(Referring expression pointing data)

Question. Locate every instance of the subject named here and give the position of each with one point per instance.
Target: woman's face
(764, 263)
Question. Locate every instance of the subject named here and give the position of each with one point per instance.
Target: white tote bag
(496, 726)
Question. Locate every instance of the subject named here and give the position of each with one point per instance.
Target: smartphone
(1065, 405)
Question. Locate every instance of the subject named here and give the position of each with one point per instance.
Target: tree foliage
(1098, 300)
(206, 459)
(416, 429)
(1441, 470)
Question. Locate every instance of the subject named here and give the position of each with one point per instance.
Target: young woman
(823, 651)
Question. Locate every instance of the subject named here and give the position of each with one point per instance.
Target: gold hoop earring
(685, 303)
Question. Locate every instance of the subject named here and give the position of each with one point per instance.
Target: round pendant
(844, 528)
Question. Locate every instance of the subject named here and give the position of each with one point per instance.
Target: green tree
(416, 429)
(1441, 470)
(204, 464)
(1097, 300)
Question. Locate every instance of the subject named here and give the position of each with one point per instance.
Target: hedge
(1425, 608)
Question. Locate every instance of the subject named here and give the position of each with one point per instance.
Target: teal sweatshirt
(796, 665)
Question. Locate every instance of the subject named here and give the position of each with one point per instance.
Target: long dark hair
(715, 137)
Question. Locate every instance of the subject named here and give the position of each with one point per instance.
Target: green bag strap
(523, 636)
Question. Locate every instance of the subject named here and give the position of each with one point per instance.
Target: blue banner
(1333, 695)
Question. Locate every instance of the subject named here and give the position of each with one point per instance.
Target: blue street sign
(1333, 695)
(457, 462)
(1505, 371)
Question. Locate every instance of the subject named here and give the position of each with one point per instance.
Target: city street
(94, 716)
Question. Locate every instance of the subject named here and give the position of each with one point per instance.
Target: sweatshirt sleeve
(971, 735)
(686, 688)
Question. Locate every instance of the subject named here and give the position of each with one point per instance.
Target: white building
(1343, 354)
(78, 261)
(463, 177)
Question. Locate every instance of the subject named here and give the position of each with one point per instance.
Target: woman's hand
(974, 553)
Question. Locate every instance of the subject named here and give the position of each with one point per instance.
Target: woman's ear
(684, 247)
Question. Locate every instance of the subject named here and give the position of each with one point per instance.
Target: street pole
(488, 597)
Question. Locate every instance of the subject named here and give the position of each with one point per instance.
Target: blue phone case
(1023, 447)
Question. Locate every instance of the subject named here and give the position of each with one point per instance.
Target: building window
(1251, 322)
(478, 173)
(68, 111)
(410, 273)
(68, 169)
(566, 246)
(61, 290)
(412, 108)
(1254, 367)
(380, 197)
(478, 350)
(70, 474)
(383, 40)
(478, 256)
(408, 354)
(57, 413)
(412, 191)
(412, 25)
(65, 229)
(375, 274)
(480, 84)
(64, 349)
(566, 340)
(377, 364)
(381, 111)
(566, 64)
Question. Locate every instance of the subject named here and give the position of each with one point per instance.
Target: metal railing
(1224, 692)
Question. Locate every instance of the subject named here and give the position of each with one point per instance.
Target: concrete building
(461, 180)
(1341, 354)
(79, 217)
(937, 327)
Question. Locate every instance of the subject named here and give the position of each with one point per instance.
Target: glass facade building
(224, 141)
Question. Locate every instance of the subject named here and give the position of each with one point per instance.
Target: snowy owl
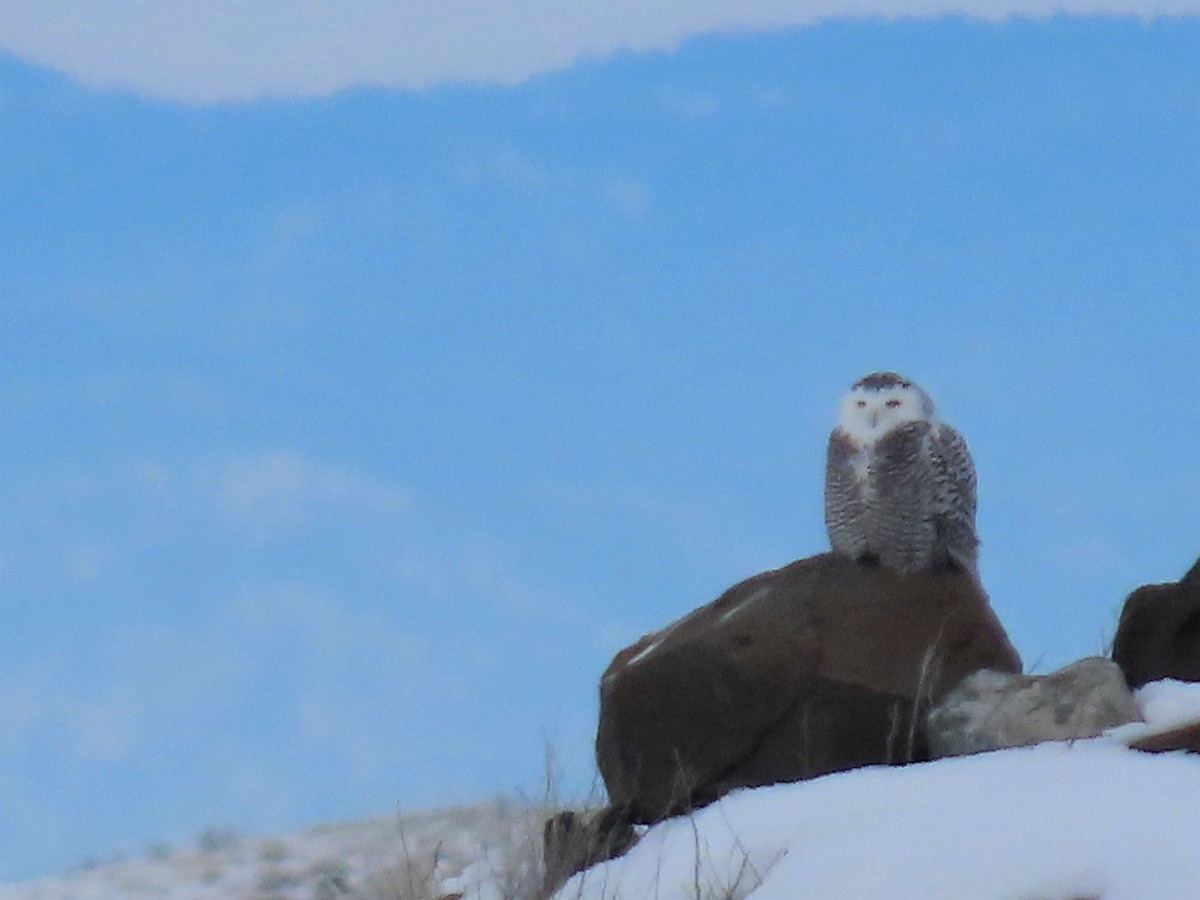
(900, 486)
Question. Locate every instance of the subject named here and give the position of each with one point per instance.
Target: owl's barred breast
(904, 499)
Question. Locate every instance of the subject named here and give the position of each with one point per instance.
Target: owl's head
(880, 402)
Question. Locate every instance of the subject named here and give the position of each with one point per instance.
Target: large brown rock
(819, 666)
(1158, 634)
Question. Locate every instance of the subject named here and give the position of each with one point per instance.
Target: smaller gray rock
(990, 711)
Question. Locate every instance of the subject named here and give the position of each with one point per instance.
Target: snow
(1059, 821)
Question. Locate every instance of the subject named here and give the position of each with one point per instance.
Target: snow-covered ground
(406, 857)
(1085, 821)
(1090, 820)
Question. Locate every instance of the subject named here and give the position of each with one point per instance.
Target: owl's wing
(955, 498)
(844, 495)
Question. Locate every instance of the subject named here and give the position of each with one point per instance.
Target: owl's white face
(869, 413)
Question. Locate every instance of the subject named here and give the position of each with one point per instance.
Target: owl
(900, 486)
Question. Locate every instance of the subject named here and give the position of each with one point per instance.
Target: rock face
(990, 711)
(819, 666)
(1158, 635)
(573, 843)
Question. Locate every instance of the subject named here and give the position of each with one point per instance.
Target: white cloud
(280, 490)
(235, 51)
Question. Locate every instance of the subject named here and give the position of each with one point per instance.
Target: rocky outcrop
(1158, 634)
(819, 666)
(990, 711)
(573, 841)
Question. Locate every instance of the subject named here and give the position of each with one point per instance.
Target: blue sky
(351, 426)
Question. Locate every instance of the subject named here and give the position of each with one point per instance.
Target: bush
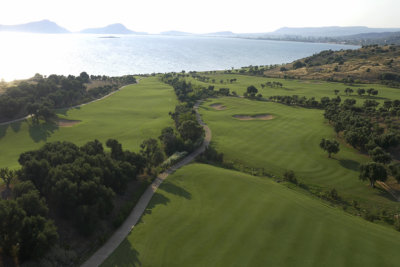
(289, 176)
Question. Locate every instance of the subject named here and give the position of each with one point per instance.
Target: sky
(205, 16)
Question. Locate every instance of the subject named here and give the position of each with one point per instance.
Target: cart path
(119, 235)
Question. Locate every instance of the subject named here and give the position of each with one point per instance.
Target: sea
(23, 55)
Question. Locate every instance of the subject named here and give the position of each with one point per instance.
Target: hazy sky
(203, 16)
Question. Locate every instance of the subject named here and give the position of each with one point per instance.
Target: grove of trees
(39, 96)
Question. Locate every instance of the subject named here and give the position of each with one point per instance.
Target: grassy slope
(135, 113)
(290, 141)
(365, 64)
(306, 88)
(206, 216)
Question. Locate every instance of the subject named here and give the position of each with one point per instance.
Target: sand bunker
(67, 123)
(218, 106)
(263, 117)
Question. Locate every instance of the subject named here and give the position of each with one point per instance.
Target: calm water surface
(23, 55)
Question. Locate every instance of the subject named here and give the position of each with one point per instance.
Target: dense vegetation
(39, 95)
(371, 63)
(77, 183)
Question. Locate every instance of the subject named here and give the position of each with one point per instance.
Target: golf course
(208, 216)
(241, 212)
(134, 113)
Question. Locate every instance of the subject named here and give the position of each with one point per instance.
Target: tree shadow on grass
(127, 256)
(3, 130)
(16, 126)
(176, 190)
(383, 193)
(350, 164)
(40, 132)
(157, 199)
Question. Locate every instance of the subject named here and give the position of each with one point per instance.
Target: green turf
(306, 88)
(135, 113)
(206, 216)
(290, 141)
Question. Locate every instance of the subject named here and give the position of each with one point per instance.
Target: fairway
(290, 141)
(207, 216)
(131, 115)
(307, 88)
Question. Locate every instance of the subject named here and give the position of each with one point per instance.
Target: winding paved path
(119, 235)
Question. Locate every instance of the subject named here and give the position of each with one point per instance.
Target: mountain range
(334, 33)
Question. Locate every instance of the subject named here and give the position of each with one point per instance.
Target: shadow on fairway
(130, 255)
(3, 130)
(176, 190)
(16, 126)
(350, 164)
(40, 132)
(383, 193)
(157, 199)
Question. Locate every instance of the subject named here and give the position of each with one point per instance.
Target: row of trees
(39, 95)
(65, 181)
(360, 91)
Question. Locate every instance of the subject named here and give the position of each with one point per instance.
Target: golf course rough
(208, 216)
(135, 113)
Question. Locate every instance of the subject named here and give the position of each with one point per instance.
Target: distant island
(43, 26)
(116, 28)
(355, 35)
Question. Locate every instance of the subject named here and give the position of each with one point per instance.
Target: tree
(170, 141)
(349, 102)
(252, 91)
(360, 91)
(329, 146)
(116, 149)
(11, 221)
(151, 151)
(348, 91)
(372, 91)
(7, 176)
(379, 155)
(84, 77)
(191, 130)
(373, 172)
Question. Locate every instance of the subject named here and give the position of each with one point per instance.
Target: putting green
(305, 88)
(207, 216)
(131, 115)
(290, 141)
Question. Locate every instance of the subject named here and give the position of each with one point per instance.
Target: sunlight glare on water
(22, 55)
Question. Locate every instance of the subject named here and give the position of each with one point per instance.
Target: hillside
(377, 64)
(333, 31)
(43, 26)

◆ **Task directions**:
Nothing but the lines from the one containing "Target: putting green" to the end of the records above should appear, each copied exactly.

◆ **The answer**:
Target: putting green
(305, 88)
(207, 216)
(131, 115)
(290, 141)
Question. Locate every instance of the subject named here and give the position of each with one point per instance.
Target: sunlight glare on water
(22, 55)
Question. Locate every instance of the subject named here and give the position of each with one point per instance.
Target: hillside
(377, 64)
(333, 31)
(43, 26)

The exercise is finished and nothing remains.